**Aim of the exercise**
The entries that follow should be duplicated in full, without a single alteration.

**The records**
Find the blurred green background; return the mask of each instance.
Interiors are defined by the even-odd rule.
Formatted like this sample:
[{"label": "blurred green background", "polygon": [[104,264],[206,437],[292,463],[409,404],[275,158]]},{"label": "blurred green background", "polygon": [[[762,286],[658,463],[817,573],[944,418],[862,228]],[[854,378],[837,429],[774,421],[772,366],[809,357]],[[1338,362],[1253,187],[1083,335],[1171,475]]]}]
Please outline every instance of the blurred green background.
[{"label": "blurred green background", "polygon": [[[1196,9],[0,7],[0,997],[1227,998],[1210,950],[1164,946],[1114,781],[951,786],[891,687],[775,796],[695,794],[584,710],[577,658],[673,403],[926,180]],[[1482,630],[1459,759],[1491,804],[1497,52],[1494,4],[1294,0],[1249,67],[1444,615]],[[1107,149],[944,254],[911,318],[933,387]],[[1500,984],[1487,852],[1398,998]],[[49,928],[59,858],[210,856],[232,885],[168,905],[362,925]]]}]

**Your response**
Find the blurred green background; return the mask of each instance.
Interiors are defined by the even-odd rule.
Formatted like this sample:
[{"label": "blurred green background", "polygon": [[104,264],[206,437],[292,463],[409,404],[275,158]]},{"label": "blurred green background", "polygon": [[[762,286],[658,463],[817,573],[944,418],[862,228]],[[854,378],[837,429],[774,421],[772,366],[809,357]],[[1338,362],[1253,187],[1083,335],[1171,475]]]}]
Please outline every instance of the blurred green background.
[{"label": "blurred green background", "polygon": [[[1196,9],[0,7],[0,997],[1227,998],[1210,950],[1164,946],[1114,781],[951,786],[891,687],[775,796],[695,794],[584,710],[577,658],[673,403],[926,180]],[[1482,630],[1459,759],[1491,804],[1497,52],[1494,4],[1294,0],[1249,67],[1444,615]],[[1107,149],[944,254],[911,318],[933,387]],[[1500,984],[1487,852],[1398,998]],[[49,928],[59,858],[210,856],[232,885],[168,905],[362,925]]]}]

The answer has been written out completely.